WHAT TO DO
Extract every line of the records below and reproduce each one without change.

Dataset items
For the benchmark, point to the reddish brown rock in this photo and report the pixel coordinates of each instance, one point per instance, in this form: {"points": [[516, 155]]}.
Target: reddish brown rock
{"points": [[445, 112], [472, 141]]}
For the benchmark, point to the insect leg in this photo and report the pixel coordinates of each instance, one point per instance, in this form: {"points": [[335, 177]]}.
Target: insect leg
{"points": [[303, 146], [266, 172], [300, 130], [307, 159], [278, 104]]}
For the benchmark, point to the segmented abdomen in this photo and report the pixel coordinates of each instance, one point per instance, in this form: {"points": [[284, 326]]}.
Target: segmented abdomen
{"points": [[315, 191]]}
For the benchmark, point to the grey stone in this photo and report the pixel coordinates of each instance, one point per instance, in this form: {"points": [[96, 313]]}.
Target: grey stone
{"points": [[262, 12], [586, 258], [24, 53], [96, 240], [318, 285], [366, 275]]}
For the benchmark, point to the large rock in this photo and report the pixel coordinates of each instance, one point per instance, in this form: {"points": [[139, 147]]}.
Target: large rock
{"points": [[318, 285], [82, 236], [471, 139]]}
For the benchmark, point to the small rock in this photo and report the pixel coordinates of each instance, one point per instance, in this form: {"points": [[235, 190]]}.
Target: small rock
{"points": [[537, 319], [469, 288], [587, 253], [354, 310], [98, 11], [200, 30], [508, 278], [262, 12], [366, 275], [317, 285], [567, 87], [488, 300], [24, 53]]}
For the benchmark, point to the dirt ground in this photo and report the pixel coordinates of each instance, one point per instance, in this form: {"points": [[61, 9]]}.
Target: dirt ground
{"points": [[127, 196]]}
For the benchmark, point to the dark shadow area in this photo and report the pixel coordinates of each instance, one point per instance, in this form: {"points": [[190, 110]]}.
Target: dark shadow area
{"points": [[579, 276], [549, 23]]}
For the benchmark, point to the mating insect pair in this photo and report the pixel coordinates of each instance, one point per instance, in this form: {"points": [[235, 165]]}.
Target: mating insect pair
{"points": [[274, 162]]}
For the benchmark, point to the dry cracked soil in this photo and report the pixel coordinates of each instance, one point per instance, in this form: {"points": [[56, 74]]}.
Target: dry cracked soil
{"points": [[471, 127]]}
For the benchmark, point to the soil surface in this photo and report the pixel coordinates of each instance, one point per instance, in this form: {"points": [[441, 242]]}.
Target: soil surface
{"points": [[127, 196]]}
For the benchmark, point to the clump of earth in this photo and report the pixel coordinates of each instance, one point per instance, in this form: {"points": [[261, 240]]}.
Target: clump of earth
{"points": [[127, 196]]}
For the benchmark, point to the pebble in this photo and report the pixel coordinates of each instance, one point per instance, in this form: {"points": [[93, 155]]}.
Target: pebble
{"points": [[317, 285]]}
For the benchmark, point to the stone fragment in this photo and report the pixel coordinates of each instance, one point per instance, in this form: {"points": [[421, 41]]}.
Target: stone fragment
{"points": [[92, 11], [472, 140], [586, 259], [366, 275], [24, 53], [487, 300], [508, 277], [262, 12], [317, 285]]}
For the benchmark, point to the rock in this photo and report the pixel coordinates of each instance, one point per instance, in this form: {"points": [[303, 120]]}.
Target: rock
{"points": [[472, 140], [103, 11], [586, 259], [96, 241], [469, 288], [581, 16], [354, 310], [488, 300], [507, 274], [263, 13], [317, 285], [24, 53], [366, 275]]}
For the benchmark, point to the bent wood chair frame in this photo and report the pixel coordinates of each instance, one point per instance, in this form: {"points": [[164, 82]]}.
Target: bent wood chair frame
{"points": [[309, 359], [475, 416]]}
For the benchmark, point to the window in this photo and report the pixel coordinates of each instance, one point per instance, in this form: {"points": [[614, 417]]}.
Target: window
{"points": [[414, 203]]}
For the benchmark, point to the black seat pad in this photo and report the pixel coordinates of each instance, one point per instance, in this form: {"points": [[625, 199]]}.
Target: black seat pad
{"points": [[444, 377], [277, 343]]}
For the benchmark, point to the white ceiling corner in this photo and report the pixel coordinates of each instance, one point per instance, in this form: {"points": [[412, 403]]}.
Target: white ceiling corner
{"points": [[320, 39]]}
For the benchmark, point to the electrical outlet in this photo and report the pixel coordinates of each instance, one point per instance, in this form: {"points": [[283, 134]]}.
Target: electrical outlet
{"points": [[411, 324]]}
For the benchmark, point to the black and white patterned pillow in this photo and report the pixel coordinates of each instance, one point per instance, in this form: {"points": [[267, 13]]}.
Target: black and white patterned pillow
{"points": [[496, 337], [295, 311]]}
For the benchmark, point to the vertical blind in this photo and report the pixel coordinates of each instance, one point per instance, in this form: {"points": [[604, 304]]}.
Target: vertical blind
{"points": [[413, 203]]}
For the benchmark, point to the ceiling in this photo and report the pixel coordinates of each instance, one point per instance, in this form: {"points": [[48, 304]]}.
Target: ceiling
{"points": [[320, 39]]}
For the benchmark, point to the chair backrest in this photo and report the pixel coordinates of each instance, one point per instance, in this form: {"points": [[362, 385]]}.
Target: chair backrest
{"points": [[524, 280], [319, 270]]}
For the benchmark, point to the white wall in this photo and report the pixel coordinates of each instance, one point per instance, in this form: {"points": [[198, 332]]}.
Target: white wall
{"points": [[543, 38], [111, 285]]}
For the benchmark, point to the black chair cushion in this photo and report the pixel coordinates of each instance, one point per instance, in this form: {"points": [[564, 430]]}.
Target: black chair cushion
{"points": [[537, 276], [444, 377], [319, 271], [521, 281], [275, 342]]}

OUTPUT OF THE EXERCISE
For the benchmark, point to the reddish brown rock in this photo and report the pixel coordinates of each instance, one point per instance, in this form: {"points": [[516, 155]]}.
Target: reddish brown rock
{"points": [[445, 112], [472, 141]]}
For the benchmark, point to the insect leg in this photo and report the pixel coordinates of each instance, one point per instance, in this form: {"points": [[335, 177]]}.
Target: insect leg
{"points": [[303, 146], [266, 172], [300, 130], [307, 159], [278, 104]]}
For the benchmark, point to the segmented abdomen in this photo and report the pixel coordinates of each instance, one point per instance, in this form: {"points": [[284, 326]]}.
Target: segmented abdomen
{"points": [[315, 191]]}
For the benchmark, point to the grey stone in this photo and report the pixel coordinates of each instance, one point per instance, in this form: {"points": [[96, 313]]}.
Target: grey stone
{"points": [[262, 12], [586, 258], [24, 53], [96, 240], [318, 285], [366, 275]]}
For the benchmark, point to the large rock in this photo and report the pixel coordinates of each instance, one point per instance, in this form: {"points": [[139, 147]]}.
Target: large rock
{"points": [[318, 285], [82, 236], [471, 139]]}
For the benchmark, point to the small rock in this photo and report the pixel coordinates of each instance, one point per instance, in this form: {"points": [[235, 190]]}.
Target: small rock
{"points": [[537, 319], [469, 288], [587, 253], [354, 310], [98, 11], [200, 30], [508, 278], [262, 12], [366, 275], [317, 285], [567, 87], [488, 300], [24, 53]]}
For the benchmark, point to the dirt ground in this photo and report the pixel coordinates of each instance, one point per instance, in this form: {"points": [[61, 9]]}.
Target: dirt ground
{"points": [[127, 196]]}
For the benchmark, point to the dark shadow area in this photo and report the pixel coordinates of each instance, one point per instance, in this form: {"points": [[190, 110]]}.
Target: dark shadow area
{"points": [[579, 276], [549, 23]]}
For the benchmark, point to the mating insect pair in this photo and report the pixel coordinates of each instance, one point per instance, in this form: {"points": [[235, 165]]}.
Target: mating insect pair
{"points": [[274, 162]]}
For the benchmark, point to the dry cracked soil in this photo and report the pixel coordinates of each instance, one point per instance, in this form: {"points": [[56, 74]]}.
Target: dry cracked soil
{"points": [[471, 127]]}
For the benchmark, point to the soil surface in this photo and report the pixel coordinates of each instance, one point per instance, in this form: {"points": [[441, 242]]}.
Target: soil surface
{"points": [[127, 196]]}
For the benchmark, point to the clump of earth in this photo and report the pixel coordinates of each instance, one point per instance, in this form: {"points": [[261, 240]]}.
Target: clump of earth
{"points": [[127, 196]]}
For the benchmark, point to the pebble in this photo and report the pixel coordinates of each instance, one point per instance, in this form: {"points": [[93, 155]]}.
Target: pebble
{"points": [[317, 285]]}
For the benchmark, point to the stone fragment in this photo and report the pixel coordinates of each instance, one point per instance, in this form: {"points": [[421, 41]]}.
Target: stone fragment
{"points": [[92, 11], [472, 140], [586, 259], [366, 275], [24, 53], [487, 300], [508, 277], [262, 12], [317, 285]]}
For the benchmark, point to the rock in this photo and report the pixel coordinates of each instance, one point per instance, in this form: {"points": [[303, 120]]}.
Target: rock
{"points": [[472, 140], [103, 11], [586, 259], [96, 241], [469, 288], [581, 16], [354, 310], [488, 300], [507, 274], [263, 13], [317, 285], [24, 53], [366, 275]]}
For the benchmark, point to the bent wood chair frame in this photo and report the pixel coordinates of each instance, one point per instance, in this form: {"points": [[164, 82]]}.
Target: bent wood chair frame
{"points": [[309, 359], [475, 416]]}
For the benchmark, point to the window in this photo and report the pixel coordinates of each instance, one point per instance, in this form: {"points": [[614, 417]]}.
Target: window
{"points": [[414, 203]]}
For the benchmark, point to the black seat pad in this photo and report the pixel coordinates of each instance, one point per instance, in this form: {"points": [[625, 199]]}.
Target: black seat pad
{"points": [[444, 377], [277, 343]]}
For the benchmark, point to the white ceiling corner in this photo and report the pixel coordinates of each instance, one point per instance, in this form: {"points": [[412, 403]]}.
Target: white ceiling corner
{"points": [[320, 39]]}
For the benchmark, point to the electrical outlet in this photo and report the pixel coordinates of each instance, one point per instance, in this form: {"points": [[283, 134]]}.
Target: electrical outlet
{"points": [[411, 324]]}
For the benchmark, point to the black and white patterned pillow in this photo and report the pixel coordinates of each instance, one point per instance, in this form: {"points": [[267, 13]]}.
Target: black and white patterned pillow
{"points": [[496, 337], [295, 311]]}
For the benchmark, point to the vertical blind in this photo and report the pixel coordinates of each instance, one point per instance, in this form: {"points": [[604, 304]]}.
Target: vertical blind
{"points": [[413, 203]]}
For the benchmark, point to the ceiling in this photo and report the pixel coordinates of each instance, one point per instance, in this form: {"points": [[48, 304]]}.
Target: ceiling
{"points": [[320, 39]]}
For the benchmark, point to the chair backrest in this photo and report the pixel coordinates of each instance, one point per instance, in this form: {"points": [[362, 385]]}.
Target: chair backrest
{"points": [[524, 280], [319, 270]]}
For the benchmark, point to the white wall in this photo and report the pixel coordinates of each instance, one point per instance, in this form: {"points": [[198, 332]]}.
Target: white wall
{"points": [[543, 38], [111, 285]]}
For the benchmark, point to the black chair cushion in this photo and report the pixel coordinates of each instance, one point per instance, in this form: {"points": [[564, 430]]}.
Target: black chair cushion
{"points": [[537, 276], [444, 377], [319, 271], [521, 281], [275, 342]]}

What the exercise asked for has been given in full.